Start of Provided material
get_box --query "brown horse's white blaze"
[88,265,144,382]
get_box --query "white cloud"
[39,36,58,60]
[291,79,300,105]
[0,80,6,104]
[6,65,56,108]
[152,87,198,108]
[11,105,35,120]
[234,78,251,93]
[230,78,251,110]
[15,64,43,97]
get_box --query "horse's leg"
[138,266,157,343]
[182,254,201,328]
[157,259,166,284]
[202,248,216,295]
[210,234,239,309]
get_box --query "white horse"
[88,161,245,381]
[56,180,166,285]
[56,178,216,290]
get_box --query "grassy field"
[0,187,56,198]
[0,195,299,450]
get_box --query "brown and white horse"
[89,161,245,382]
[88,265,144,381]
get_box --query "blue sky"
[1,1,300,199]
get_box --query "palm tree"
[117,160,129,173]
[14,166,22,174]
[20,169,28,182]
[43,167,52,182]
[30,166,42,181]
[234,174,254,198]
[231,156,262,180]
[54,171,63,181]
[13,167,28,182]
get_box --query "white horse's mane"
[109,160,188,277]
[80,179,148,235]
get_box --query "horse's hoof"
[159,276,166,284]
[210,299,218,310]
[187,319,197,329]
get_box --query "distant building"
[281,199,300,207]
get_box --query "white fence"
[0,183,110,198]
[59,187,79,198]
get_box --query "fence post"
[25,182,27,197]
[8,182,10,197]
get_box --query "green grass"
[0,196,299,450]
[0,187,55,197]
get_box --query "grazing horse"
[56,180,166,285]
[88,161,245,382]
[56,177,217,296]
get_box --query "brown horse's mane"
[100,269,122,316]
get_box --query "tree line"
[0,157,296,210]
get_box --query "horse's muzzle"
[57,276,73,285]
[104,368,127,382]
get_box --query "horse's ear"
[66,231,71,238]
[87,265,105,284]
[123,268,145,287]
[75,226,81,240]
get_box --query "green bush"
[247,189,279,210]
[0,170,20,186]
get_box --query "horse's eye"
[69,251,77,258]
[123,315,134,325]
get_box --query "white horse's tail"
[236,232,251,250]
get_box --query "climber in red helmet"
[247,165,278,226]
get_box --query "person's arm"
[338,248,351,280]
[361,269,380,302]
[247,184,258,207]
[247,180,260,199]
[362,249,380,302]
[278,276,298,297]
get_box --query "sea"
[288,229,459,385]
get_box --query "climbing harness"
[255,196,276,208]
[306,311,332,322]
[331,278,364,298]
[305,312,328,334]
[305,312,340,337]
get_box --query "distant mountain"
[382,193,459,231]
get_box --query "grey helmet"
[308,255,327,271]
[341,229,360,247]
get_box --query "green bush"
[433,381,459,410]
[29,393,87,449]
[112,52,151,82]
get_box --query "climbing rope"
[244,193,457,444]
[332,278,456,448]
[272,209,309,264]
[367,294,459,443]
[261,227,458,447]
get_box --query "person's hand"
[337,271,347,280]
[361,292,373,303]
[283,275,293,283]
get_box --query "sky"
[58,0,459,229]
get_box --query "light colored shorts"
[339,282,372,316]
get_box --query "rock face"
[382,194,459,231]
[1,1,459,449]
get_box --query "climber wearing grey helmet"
End of Provided material
* [Task objective]: Transcribe the full listing exactly, keeping every word as it is.

* [Your solution]:
get_box --query "brown horse's white blaze"
[88,265,144,382]
get_box --query "white cloud"
[39,36,58,60]
[291,79,300,105]
[0,80,6,104]
[6,65,56,108]
[152,87,198,108]
[11,105,35,120]
[234,78,251,93]
[230,78,251,110]
[15,64,43,97]
get_box --query "horse's leg"
[138,266,157,343]
[182,254,201,328]
[157,259,166,284]
[202,248,216,295]
[210,234,239,309]
get_box --query "white horse"
[88,161,245,381]
[56,180,166,285]
[56,178,216,290]
get_box --query "grassy field"
[0,187,56,198]
[0,195,299,450]
get_box --query "brown and white horse"
[89,161,245,382]
[88,265,144,381]
get_box --query "blue sky"
[1,1,300,199]
get_box --query "palm tree"
[117,160,129,173]
[14,166,22,174]
[20,169,28,182]
[43,167,52,182]
[30,166,42,181]
[234,174,254,198]
[231,156,262,180]
[54,171,63,181]
[13,167,28,182]
get_box --query "white horse's mane"
[109,160,188,277]
[80,179,148,235]
get_box --query "horse's hoof"
[159,276,166,284]
[210,299,218,310]
[187,319,197,329]
get_box --query "distant building"
[281,199,300,207]
get_box --query "white fence"
[0,183,110,198]
[59,187,79,198]
get_box --query "fence post"
[25,182,27,197]
[8,182,10,197]
get_box --query "green grass"
[0,196,299,450]
[0,187,55,197]
get_box --query "grazing horse"
[56,180,166,285]
[88,161,245,382]
[56,177,217,296]
get_box --query "brown horse's mane"
[100,269,122,316]
get_box --query "tree line"
[0,157,296,210]
get_box --query "horse's muzzle"
[57,276,73,285]
[104,368,127,382]
get_box --query "horse's ear"
[66,231,71,238]
[87,265,105,284]
[123,268,145,287]
[75,226,81,240]
get_box --query "green bush"
[247,189,279,210]
[0,170,20,186]
get_box --query "horse's eye"
[69,251,77,258]
[123,315,134,325]
get_box --query "white horse's tail"
[236,232,251,250]
get_box --query "climber in red helmet"
[247,165,278,226]
get_box --query "person's arm"
[338,248,351,280]
[361,269,380,302]
[247,184,258,207]
[247,180,260,199]
[362,249,380,302]
[278,276,298,297]
get_box --query "sea"
[288,229,459,385]
get_box --query "climbing harness"
[255,196,276,208]
[306,311,332,322]
[331,278,364,298]
[305,312,328,334]
[305,312,340,337]
get_box --query "distant mountain"
[382,193,459,231]
get_box --query "grey helmet"
[308,255,327,271]
[341,229,360,247]
get_box --query "green bush"
[433,381,459,410]
[29,393,87,449]
[112,52,151,82]
get_box --query "climbing rope"
[244,193,457,444]
[332,278,456,448]
[272,209,309,264]
[367,294,459,443]
[261,227,458,447]
get_box --query "person's hand"
[337,271,347,280]
[361,292,373,303]
[283,275,293,283]
get_box --query "sky"
[58,0,459,229]
get_box --query "light colored shorts"
[339,282,372,316]
get_box --query "rock face"
[382,194,459,231]
[1,1,459,449]
get_box --query "climber wearing grey helmet"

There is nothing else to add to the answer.